What you will do:
Everything in the listing below from the line containing "pixel 139 148" through the line containing "pixel 10 170" must be repeated exactly; the remaining lines are not wanted.

Records for processing:
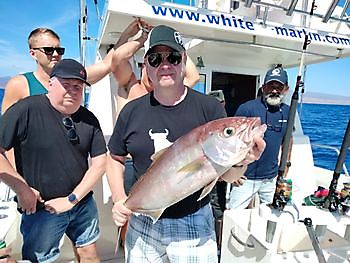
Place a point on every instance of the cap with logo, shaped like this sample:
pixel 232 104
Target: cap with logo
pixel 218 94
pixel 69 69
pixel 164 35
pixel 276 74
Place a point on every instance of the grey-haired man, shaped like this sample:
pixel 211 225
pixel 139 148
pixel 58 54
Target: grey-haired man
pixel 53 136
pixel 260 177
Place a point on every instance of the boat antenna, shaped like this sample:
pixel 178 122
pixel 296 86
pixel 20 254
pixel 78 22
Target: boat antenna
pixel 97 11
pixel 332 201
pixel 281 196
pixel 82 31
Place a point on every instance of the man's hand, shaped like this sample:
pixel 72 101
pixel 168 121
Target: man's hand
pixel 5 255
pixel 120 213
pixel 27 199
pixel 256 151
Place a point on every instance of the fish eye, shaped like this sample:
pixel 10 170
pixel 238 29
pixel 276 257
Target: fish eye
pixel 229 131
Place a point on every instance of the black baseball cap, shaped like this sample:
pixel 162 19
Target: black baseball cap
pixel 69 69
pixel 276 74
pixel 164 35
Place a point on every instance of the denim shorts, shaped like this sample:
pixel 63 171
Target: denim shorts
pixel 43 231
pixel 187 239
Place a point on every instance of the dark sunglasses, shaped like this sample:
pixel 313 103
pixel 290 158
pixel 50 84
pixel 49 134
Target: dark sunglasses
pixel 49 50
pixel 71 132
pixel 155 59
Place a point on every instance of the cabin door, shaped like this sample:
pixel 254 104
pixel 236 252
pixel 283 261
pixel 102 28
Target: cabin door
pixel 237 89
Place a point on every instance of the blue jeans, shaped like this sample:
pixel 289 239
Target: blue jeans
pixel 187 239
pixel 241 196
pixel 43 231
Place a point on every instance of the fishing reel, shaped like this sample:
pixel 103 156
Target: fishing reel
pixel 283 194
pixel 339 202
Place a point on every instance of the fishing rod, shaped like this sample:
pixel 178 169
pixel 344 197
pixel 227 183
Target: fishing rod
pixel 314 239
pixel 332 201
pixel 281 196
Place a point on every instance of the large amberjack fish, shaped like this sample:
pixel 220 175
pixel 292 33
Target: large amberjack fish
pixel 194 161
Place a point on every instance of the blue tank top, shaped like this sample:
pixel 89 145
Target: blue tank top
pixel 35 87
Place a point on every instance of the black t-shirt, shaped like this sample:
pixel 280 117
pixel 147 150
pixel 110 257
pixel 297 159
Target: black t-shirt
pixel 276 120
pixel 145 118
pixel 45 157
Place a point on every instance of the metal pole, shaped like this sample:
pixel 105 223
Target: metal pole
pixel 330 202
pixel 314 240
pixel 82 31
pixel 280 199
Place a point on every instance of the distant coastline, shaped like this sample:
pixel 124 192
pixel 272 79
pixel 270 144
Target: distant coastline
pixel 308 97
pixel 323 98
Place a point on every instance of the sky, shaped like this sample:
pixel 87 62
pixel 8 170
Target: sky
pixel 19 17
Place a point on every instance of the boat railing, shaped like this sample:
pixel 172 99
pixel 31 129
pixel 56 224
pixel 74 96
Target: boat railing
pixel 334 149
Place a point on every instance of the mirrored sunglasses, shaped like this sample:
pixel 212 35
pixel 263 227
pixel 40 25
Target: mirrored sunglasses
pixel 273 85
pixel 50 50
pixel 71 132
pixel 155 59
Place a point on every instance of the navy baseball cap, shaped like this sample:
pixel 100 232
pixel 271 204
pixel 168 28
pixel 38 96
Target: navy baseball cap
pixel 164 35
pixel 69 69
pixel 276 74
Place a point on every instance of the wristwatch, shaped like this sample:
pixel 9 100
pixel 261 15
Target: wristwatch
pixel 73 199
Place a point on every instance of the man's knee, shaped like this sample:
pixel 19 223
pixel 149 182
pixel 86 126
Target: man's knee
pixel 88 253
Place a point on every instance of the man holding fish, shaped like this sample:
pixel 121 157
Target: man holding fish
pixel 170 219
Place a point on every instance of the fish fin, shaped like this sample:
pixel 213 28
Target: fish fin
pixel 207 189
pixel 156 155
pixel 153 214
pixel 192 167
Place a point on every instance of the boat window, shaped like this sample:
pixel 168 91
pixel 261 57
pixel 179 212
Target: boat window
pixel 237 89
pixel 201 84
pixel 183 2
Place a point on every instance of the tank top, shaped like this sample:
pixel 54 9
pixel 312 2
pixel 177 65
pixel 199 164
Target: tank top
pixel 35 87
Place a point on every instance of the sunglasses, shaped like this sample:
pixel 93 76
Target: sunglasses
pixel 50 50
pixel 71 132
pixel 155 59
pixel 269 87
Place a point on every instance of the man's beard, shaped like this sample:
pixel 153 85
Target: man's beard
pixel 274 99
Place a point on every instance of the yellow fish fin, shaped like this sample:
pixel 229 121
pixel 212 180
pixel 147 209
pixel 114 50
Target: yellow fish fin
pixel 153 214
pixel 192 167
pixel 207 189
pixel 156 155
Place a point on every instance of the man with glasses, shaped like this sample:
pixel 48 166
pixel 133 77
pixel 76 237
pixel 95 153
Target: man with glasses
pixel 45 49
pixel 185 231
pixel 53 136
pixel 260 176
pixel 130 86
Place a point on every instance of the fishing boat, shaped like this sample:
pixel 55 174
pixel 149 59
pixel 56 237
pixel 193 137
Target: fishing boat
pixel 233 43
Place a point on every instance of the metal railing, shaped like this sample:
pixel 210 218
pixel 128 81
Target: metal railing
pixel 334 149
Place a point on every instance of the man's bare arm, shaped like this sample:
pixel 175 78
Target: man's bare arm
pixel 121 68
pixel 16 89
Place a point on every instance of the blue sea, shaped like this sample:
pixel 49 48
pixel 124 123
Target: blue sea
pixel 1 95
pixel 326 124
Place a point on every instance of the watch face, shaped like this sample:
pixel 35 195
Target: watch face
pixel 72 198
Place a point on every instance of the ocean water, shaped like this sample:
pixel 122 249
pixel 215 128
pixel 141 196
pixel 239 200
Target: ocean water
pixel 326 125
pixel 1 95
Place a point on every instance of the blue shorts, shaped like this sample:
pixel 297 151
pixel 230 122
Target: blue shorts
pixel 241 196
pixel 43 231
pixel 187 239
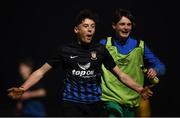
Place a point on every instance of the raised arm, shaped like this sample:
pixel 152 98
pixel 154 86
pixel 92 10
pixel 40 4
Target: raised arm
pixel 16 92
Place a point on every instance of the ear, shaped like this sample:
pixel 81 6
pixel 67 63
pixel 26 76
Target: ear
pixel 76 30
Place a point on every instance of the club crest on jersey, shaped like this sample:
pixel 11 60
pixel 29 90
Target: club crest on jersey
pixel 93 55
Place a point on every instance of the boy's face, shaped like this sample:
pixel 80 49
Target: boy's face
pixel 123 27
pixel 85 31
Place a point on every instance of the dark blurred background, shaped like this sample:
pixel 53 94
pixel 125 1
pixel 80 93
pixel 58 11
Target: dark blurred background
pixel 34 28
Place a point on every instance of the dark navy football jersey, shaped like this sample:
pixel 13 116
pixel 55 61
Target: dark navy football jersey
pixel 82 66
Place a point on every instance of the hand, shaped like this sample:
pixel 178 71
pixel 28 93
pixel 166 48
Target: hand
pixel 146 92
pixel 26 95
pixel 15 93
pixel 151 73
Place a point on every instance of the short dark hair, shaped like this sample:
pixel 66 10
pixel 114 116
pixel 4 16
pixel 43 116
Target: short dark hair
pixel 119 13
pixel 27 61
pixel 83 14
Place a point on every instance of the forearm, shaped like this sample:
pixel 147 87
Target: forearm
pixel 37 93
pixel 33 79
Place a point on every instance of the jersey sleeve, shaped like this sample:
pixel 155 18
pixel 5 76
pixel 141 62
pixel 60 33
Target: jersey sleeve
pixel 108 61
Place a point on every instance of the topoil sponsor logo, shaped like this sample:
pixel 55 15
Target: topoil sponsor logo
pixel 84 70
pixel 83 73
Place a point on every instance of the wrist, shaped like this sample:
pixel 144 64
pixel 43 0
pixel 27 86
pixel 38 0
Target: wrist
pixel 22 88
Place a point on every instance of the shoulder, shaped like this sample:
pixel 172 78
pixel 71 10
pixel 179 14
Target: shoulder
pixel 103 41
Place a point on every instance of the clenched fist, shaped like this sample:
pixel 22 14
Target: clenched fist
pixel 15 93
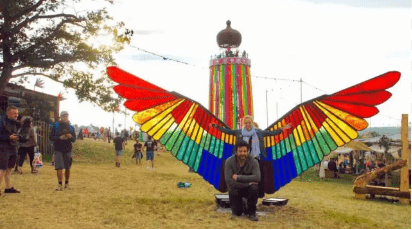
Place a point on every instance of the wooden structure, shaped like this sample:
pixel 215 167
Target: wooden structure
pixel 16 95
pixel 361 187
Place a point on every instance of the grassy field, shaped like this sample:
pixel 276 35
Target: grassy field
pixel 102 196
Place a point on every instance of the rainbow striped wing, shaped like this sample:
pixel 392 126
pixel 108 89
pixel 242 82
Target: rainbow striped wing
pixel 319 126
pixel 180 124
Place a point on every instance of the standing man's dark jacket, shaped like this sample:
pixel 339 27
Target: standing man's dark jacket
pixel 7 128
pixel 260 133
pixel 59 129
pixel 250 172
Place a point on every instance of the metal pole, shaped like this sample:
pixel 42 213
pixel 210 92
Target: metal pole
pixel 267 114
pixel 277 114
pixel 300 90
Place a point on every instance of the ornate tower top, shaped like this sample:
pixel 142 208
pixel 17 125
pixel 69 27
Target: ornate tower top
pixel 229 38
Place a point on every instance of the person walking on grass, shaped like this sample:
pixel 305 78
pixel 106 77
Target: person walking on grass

Response:
pixel 139 148
pixel 58 54
Target: grey-haired man
pixel 53 136
pixel 260 177
Place a point on every instance of the boat antenna, shaped like this sample:
pixel 178 122
pixel 296 86
pixel 20 254
pixel 78 22
Target: boat antenna
pixel 97 11
pixel 332 201
pixel 281 196
pixel 82 31
Place a point on every instance of the man's hand, shaped like this sample:
pixel 72 101
pixel 168 121
Target: man's hand
pixel 5 255
pixel 120 213
pixel 27 199
pixel 256 151
Place a point on every instance of the fish eye, shaped like this sample:
pixel 10 170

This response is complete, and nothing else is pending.